━━ INFORMATION GIVEN ━━
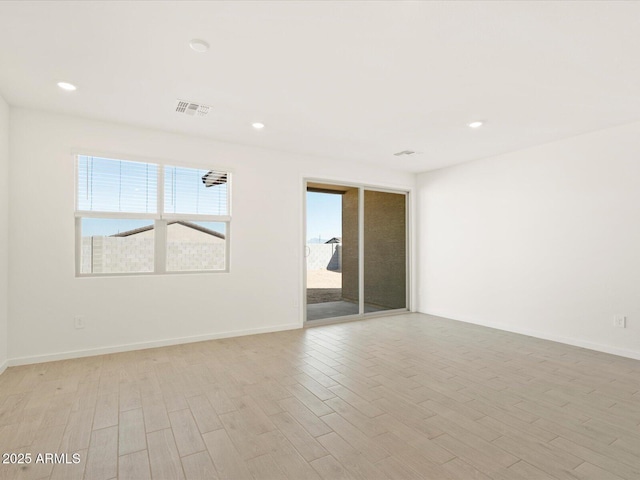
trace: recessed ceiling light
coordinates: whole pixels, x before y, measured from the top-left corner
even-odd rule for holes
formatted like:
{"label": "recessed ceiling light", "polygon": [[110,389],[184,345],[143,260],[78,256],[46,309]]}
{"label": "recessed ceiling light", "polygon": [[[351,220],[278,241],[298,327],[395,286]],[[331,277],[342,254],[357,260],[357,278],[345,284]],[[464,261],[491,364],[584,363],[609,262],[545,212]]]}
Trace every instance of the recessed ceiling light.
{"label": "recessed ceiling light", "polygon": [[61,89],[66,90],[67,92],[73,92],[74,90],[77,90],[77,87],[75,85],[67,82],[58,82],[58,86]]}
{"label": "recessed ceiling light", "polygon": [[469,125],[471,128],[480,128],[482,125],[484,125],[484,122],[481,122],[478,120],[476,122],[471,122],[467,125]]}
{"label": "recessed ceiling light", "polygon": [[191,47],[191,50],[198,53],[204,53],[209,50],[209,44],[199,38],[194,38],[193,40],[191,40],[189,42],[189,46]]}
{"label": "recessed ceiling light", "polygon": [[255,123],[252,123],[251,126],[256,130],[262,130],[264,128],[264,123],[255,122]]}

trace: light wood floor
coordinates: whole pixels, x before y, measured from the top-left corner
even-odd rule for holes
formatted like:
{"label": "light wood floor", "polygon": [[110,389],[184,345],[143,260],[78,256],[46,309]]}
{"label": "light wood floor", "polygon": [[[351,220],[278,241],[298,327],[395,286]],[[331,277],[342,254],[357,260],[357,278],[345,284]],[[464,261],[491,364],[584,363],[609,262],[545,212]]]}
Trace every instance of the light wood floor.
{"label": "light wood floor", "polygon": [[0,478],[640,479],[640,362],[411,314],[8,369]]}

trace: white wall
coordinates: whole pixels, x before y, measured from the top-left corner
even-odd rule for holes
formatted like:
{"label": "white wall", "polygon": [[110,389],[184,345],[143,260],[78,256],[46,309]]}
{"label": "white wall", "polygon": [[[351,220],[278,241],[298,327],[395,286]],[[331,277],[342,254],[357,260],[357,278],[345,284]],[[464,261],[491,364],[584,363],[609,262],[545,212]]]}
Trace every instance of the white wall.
━━━
● **WHAT THE TASK ASKS**: Word for word, return the entries above, but without any pictures.

● **SOLUTION FOR THIS PROBLEM**:
trace: recessed ceiling light
coordinates: whole pixels, x before y, measured from the top-left corner
even-odd rule for holes
formatted like:
{"label": "recessed ceiling light", "polygon": [[110,389],[184,345],[143,260],[78,256],[46,309]]}
{"label": "recessed ceiling light", "polygon": [[[351,220],[278,241],[298,327],[395,286]],[[331,277],[342,254],[357,260],[357,278],[345,284]],[[464,261],[491,364],[584,363],[609,262],[545,212]]]}
Trace every instance of the recessed ceiling light.
{"label": "recessed ceiling light", "polygon": [[61,89],[66,90],[67,92],[73,92],[74,90],[77,90],[77,87],[75,85],[67,82],[58,82],[58,86]]}
{"label": "recessed ceiling light", "polygon": [[469,125],[471,128],[480,128],[482,125],[484,125],[484,122],[481,122],[478,120],[476,122],[471,122],[467,125]]}
{"label": "recessed ceiling light", "polygon": [[191,47],[191,50],[198,53],[204,53],[209,50],[209,44],[199,38],[194,38],[193,40],[191,40],[189,42],[189,46]]}
{"label": "recessed ceiling light", "polygon": [[255,123],[252,123],[251,126],[256,130],[262,130],[264,128],[264,123],[255,122]]}

trace: light wood floor
coordinates: whole pixels, x before y, measured from the top-left corner
even-odd rule for holes
formatted like:
{"label": "light wood floor", "polygon": [[110,389],[184,345],[143,260],[78,256],[46,309]]}
{"label": "light wood floor", "polygon": [[[351,220],[278,241],[298,327],[395,286]],[[331,277],[342,254],[357,260],[357,278],[345,284]],[[464,261],[491,364],[584,363],[609,262],[545,212]]]}
Trace every instance of the light wood floor.
{"label": "light wood floor", "polygon": [[0,478],[640,479],[640,362],[411,314],[8,369]]}

trace: white wall
coordinates: whole pixels, x before y, measured from the top-left corner
even-odd rule for holes
formatted like:
{"label": "white wall", "polygon": [[110,389],[184,345],[143,260],[78,256],[46,309]]}
{"label": "white wall", "polygon": [[[351,220],[278,241],[298,327],[395,286]],[[331,277],[342,254],[357,260],[357,278],[345,284]],[[464,261],[491,364],[584,363],[609,262],[545,212]]]}
Trace every instance of the white wall.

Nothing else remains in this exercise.